**DIRECTION:** Reproduce word for word the data below, starting at the line that contains "Q: Point out each instance of the green foliage" and continuing through the end of the data, both ends included.
· · · ·
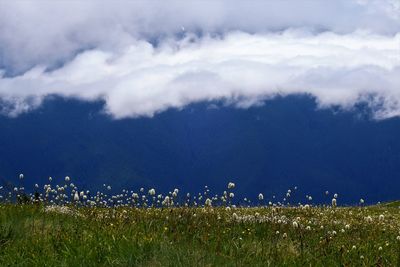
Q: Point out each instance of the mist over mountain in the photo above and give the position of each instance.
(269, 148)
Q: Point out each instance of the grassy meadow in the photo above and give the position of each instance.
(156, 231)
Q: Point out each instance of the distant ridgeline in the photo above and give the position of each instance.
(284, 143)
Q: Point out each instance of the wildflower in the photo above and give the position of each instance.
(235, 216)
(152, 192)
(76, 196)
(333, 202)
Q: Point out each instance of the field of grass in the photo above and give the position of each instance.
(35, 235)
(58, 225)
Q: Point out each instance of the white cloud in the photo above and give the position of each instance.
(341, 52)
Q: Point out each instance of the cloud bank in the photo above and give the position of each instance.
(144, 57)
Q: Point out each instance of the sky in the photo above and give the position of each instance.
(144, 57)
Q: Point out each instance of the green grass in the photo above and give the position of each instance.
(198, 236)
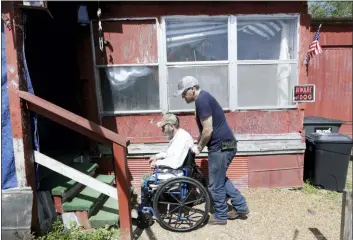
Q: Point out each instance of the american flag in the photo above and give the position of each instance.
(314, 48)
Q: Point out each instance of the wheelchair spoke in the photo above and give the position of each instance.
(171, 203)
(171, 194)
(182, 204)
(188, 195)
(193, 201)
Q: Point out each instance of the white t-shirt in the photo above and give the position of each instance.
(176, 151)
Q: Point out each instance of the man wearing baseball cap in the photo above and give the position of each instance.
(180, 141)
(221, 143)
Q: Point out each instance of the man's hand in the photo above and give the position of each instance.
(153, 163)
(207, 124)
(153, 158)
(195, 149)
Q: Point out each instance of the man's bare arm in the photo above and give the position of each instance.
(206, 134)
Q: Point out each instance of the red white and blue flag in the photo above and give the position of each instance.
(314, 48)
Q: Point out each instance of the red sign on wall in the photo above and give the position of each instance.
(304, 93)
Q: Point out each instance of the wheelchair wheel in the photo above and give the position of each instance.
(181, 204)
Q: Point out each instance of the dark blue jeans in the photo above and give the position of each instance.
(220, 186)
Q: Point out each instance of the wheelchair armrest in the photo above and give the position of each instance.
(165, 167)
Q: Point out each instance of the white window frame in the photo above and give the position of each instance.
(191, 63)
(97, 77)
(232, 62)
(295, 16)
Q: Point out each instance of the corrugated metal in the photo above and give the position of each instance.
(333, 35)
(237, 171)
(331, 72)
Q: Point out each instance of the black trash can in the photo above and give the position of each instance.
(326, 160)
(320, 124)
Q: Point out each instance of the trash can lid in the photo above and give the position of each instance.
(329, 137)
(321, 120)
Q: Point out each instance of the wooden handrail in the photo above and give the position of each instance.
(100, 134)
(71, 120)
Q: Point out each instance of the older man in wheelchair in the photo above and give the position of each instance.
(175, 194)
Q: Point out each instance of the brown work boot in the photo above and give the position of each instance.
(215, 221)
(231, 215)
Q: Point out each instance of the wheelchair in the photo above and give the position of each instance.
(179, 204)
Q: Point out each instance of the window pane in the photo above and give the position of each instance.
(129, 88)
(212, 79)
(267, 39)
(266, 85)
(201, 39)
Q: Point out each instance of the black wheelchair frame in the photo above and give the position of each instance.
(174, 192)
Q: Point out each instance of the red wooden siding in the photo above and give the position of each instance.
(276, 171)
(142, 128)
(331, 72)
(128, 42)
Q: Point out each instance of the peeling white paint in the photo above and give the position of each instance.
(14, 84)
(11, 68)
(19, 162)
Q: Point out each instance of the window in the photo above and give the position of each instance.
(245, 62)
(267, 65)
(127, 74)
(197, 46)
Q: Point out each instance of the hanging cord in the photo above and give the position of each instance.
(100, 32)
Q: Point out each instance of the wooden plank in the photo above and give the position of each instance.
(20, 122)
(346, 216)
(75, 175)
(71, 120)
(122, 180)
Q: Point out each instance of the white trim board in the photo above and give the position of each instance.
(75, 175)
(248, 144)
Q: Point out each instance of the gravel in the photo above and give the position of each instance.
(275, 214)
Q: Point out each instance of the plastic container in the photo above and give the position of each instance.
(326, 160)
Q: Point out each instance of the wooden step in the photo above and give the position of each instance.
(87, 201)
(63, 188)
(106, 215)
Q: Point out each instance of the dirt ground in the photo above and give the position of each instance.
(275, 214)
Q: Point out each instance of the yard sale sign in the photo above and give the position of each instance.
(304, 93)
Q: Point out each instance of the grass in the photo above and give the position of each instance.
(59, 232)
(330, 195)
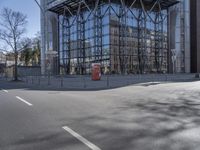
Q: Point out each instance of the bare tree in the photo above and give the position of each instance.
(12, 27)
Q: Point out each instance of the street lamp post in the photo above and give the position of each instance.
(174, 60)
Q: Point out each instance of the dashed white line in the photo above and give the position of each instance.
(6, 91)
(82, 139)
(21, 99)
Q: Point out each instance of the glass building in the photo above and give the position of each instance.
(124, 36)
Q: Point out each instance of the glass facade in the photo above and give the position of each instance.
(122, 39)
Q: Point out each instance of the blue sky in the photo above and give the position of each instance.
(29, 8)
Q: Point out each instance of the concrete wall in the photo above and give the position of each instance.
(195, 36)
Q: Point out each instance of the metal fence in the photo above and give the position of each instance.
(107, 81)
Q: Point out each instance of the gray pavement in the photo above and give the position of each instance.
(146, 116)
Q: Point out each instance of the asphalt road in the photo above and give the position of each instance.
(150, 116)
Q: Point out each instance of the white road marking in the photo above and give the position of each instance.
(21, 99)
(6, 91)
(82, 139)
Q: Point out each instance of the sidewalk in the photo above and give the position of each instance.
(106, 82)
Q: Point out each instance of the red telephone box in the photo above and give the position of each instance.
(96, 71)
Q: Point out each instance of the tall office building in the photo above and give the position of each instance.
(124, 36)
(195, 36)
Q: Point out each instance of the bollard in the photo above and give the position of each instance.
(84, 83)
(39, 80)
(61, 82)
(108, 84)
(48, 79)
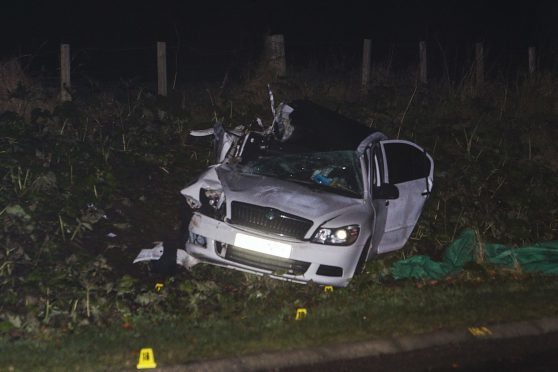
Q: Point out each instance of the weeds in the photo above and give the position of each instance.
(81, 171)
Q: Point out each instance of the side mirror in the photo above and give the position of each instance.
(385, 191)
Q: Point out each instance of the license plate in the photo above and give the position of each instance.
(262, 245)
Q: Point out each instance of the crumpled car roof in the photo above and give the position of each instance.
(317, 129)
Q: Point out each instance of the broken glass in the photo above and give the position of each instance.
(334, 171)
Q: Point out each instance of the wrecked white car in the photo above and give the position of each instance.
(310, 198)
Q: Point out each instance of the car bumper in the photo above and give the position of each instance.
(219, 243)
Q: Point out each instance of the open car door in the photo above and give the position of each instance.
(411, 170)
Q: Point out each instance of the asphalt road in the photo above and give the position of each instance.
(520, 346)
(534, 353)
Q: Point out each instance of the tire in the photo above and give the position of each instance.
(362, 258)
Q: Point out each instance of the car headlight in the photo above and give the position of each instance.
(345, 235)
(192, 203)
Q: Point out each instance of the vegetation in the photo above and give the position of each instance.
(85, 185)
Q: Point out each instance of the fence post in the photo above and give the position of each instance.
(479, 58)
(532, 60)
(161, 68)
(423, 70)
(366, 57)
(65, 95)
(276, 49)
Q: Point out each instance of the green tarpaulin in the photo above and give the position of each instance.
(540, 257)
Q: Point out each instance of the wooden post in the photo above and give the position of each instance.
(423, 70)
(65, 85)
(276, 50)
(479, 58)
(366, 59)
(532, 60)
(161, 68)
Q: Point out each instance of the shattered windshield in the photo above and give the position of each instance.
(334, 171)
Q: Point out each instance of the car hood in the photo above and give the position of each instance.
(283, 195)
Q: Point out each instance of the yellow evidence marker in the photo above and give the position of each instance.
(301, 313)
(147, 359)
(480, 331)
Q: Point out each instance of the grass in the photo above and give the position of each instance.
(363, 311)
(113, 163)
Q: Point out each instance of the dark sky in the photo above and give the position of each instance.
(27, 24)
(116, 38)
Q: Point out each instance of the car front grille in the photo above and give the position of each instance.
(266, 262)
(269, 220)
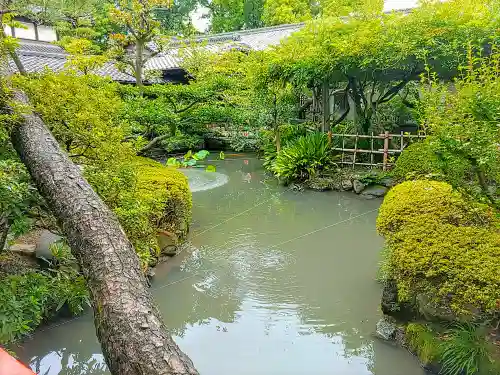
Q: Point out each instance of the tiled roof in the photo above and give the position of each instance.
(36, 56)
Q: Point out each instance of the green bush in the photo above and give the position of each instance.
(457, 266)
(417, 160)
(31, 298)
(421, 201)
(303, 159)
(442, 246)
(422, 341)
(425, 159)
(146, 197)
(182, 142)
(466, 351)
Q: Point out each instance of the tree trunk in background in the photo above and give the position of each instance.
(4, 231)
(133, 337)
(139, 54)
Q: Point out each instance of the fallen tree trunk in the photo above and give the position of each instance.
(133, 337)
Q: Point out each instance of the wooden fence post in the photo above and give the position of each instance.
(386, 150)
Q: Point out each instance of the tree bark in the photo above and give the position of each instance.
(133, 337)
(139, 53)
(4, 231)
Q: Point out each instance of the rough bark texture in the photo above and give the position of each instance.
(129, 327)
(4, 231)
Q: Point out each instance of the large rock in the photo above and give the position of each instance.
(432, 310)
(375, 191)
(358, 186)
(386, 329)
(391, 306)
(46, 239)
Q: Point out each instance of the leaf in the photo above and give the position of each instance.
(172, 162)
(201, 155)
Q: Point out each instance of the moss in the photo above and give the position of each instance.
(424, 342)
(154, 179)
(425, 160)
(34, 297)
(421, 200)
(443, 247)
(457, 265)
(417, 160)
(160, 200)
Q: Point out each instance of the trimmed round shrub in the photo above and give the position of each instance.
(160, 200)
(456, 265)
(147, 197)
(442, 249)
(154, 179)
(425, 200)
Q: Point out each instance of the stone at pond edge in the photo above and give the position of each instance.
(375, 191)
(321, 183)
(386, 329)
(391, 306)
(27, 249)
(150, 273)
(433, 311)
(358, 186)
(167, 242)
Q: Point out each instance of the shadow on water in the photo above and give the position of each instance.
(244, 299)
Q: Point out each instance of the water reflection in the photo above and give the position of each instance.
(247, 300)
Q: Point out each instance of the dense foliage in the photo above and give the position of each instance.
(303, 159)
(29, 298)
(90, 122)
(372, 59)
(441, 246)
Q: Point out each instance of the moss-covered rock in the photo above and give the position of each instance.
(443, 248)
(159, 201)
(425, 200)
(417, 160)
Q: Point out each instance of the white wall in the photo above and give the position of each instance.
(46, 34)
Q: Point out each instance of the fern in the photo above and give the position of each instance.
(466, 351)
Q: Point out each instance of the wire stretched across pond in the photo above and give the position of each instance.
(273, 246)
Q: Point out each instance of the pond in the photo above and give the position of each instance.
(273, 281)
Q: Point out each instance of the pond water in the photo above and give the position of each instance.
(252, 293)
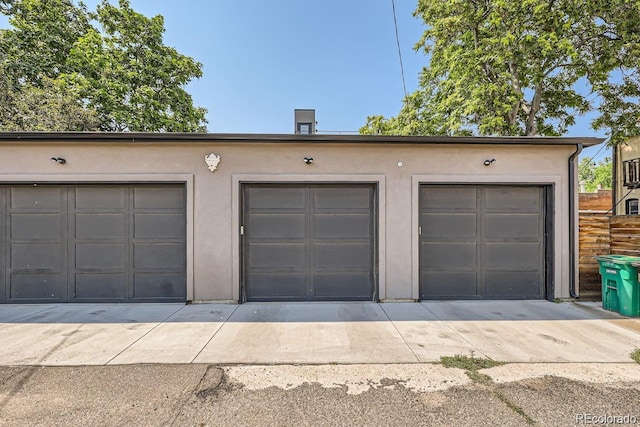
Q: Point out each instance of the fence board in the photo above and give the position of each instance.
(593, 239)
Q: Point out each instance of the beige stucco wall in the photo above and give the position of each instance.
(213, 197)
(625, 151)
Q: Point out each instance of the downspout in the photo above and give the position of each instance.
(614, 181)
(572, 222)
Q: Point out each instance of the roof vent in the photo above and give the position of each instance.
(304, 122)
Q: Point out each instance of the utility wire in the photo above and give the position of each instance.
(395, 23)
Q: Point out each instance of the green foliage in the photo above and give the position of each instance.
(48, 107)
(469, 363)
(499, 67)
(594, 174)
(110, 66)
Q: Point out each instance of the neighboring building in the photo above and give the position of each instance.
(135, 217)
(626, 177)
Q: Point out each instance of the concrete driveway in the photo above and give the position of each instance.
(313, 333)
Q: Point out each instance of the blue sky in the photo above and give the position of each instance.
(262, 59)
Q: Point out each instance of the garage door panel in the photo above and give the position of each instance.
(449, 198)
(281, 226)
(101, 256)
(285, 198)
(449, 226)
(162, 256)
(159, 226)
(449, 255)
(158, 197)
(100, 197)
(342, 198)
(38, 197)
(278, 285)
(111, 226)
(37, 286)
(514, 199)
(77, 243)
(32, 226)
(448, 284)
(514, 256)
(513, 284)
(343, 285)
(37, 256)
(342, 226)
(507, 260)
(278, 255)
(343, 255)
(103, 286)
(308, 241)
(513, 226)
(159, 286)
· · · ·
**ANSWER FOR THE TASK:**
Q: Point out each instance of the green foliage in the photo above and give the position of each instance.
(48, 107)
(469, 363)
(499, 67)
(594, 174)
(110, 66)
Q: Point out each instance of the neighboring building in the photo above and give the position of each instance.
(135, 217)
(626, 177)
Q: Point out each instance of the concrete driveway in the photo above and give the position of each instance.
(313, 333)
Q: Point out each instance of the blue sky in the photo above and give the position of each instance.
(262, 59)
Q: Point out each instance of the garage door panel in the photo above and give the position of each instance.
(449, 198)
(281, 226)
(101, 256)
(285, 198)
(449, 226)
(162, 256)
(159, 226)
(449, 255)
(158, 197)
(100, 197)
(342, 198)
(38, 197)
(278, 285)
(111, 226)
(37, 286)
(514, 199)
(77, 243)
(32, 226)
(448, 284)
(514, 256)
(513, 284)
(343, 285)
(37, 256)
(342, 226)
(507, 260)
(278, 255)
(343, 255)
(103, 286)
(308, 241)
(513, 226)
(159, 286)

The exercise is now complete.